**Pagina**
Pescara. L’esasperazione della marineria pescarese, condannata alla paralisi da un dragaggio ritardato e risicato, è sfociata stamattina in protesta. Mentre i pescherecci hanno bloccato la banchina commerciale del molo di levante, i marinai sono saliti in corteo sulla rampa dell’asse attrezzato bloccando il traffico del centro per tutta la mattina. E all’arrivo del sindaco Albore Mascia l’esasperazione è diventata rabbia manifesta.
Il corteo, già in programma da alcuni giorni con annessa mobilitazione di Questura e polizia municipale, sarebbe dovuto partire dal mercato ittico e procedere verso il Palazzo di Città. Invece è partito dal molo sud, perché i manifestanti hanno voluto prima attraccare i pescherecci sulla banchina commerciale, li dove non possono stare, dove vanno a scaricare le navi cargo. Ma anche dove è piazzato il macchinario per il trattamento del materiale risultato dal dragaggio incriminato: quello di appena 2mila metri cubi, quello che non ha risolto nulla, quello per cui oggi si protesta. A permanere attualmente sono due problemi di fondo: il reperimento dei fondi per una pulizia massiccia ed estesa del fondale ormai ridotto all’osso, e individuare un luogo dove poter riversare i fanghi per evitare di portarli in costosi e specializzati siti di trattamento e smaltimento.

**Dati forniti**

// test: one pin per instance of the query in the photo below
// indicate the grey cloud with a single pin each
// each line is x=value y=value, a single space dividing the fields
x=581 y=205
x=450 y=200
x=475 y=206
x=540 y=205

**Cosa fare**
Riscrivi il passo dell'articolo che inizia con le parole contenenti "Il corteo, già" e termina con "trattamento e smaltimento.", mettendo "natanti" al posto di "pescherecci". L'elenco è materiale a sé, distinto dall'articolo.

**Soluzione svolta**
Il corteo, già in programma da alcuni giorni con annessa mobilitazione di Questura e polizia municipale, sarebbe dovuto partire dal mercato ittico e procedere verso il Palazzo di Città. Invece è partito dal molo sud, perché i manifestanti hanno voluto prima attraccare i natanti sulla banchina commerciale, li dove non possono stare, dove vanno a scaricare le navi cargo. Ma anche dove è piazzato il macchinario per il trattamento del materiale risultato dal dragaggio incriminato: quello di appena 2mila metri cubi, quello che non ha risolto nulla, quello per cui oggi si protesta. A permanere attualmente sono due problemi di fondo: il reperimento dei fondi per una pulizia massiccia ed estesa del fondale ormai ridotto all’osso, e individuare un luogo dove poter riversare i fanghi per evitare di portarli in costosi e specializzati siti di trattamento e smaltimento.